What this task involves: Reproduce the data below, changing every "bounding box" to "rectangle" and keeping everything else the same. Leave the pictures out of your answer.

Dataset:

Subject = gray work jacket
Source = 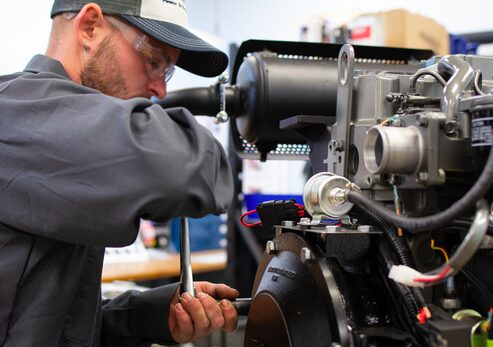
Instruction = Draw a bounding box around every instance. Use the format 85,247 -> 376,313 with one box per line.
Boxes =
0,55 -> 233,347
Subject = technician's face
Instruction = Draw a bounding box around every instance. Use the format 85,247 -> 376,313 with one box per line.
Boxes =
81,19 -> 180,99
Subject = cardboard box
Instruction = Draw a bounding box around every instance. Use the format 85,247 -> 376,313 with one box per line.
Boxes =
347,10 -> 450,55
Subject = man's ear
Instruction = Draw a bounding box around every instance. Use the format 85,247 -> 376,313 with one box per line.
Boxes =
74,3 -> 105,52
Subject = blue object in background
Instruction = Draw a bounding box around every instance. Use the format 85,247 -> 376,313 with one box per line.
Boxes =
243,194 -> 303,222
449,34 -> 479,55
171,214 -> 223,252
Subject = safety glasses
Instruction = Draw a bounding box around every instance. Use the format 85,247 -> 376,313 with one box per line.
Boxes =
105,16 -> 175,83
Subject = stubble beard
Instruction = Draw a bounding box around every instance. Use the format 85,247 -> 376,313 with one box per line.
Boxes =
80,36 -> 129,99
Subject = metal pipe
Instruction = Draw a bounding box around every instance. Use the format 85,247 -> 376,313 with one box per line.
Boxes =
180,217 -> 195,296
363,125 -> 425,174
438,55 -> 474,121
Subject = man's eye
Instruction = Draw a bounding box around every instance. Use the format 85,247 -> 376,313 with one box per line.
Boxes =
146,57 -> 159,70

Answer to the problem:
Subject = gray work jacket
Source = 
Instruction = Draw a rectangle around every instance. Use the format 85,247 -> 376,313 with one box per line.
Boxes =
0,55 -> 233,347
Subject = technician's face
Instruction = Draw a rectangle around every instance. Use the format 85,247 -> 376,313 with one box per line.
Boxes =
81,19 -> 180,99
Subject = cardboard box
Instruction = Draw a rectangle around every instance. Use the format 85,247 -> 376,313 with one box per line.
Boxes =
347,10 -> 450,55
Subject = man's ear
Instruction = Draw a rectangle around every instance. Use the format 85,247 -> 376,313 with one box per line.
Boxes =
74,3 -> 105,52
Subject = blue object in background
Instruction = Draw a rectangle around every instance. Use the format 85,247 -> 376,313 with one box per line.
Boxes =
243,194 -> 303,222
449,34 -> 479,55
171,214 -> 223,252
Subject = safety glasses
Instruction = Draw a rectangle around every instance. Use the format 85,247 -> 376,313 with one box per line.
Boxes =
105,16 -> 175,83
Subject = stubble beard
Instruction = Draw a rectangle around every instance. Use the format 85,247 -> 376,313 with one box per line.
Boxes =
80,36 -> 129,99
Subject = metal pipe
Instruction = Draw a rectangle around every instance. Use the format 85,247 -> 376,313 with one box per line.
Boxes =
180,217 -> 195,296
363,125 -> 425,174
438,55 -> 474,121
Subject = man's eye
Instruction = Draw a rectangle around every instance. Use the format 85,247 -> 376,313 with one box per line.
Boxes =
146,57 -> 159,70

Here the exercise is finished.